START

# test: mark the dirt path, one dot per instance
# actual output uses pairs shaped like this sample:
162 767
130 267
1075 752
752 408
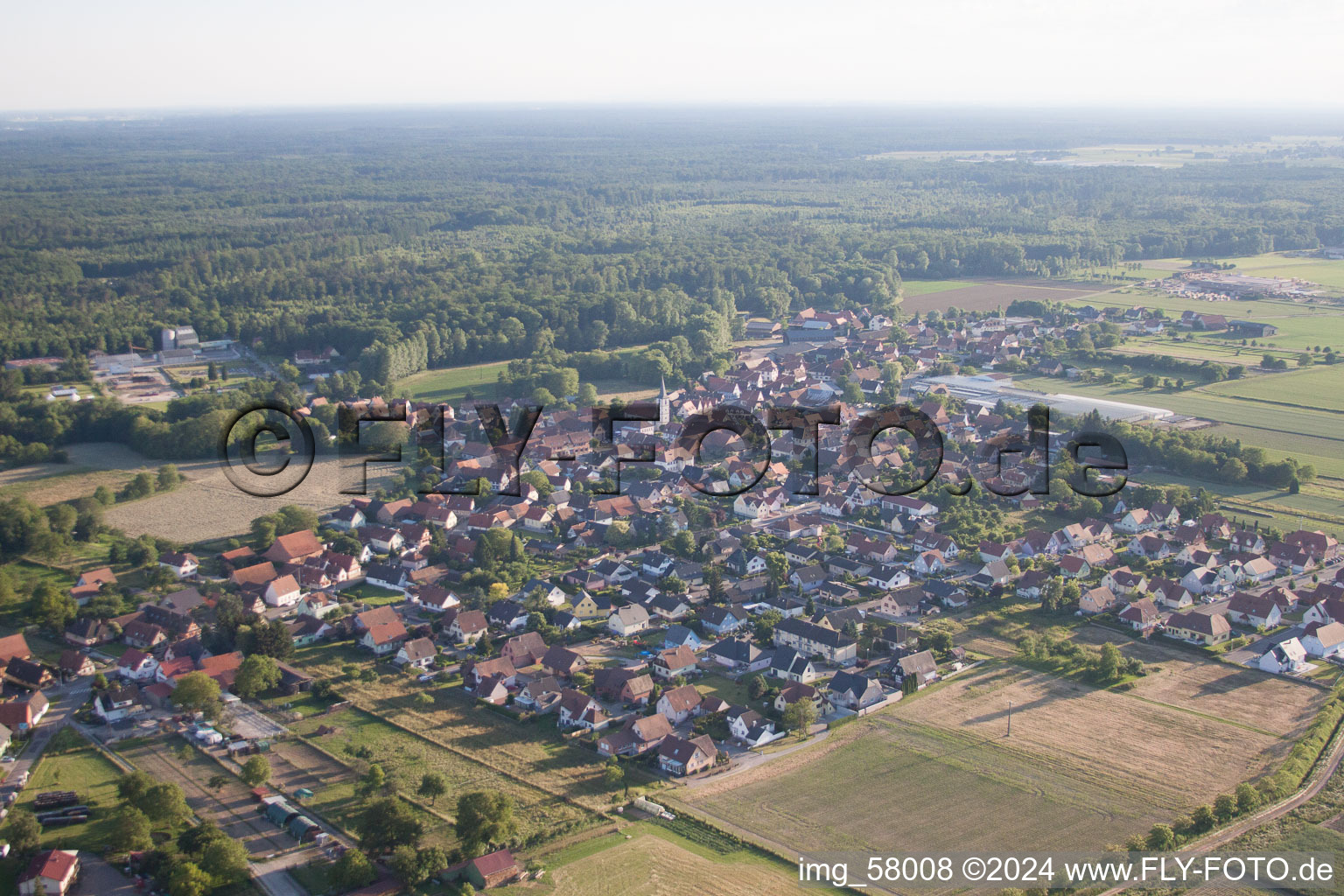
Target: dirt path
1230 833
233 808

END

#### WHAT THE EXERCISE ASKS
Reproduce all the rows with "dirt path" substituted by "gravel trail" everywhere, keeping every other line unchanged. Omit the pictures from your output.

#### TASK OUTPUT
# test: mark the gravel trail, one dot per instance
# actual output uses pairs shaped like this sample:
162 767
130 267
1075 752
752 408
Target: gravel trail
1230 833
233 808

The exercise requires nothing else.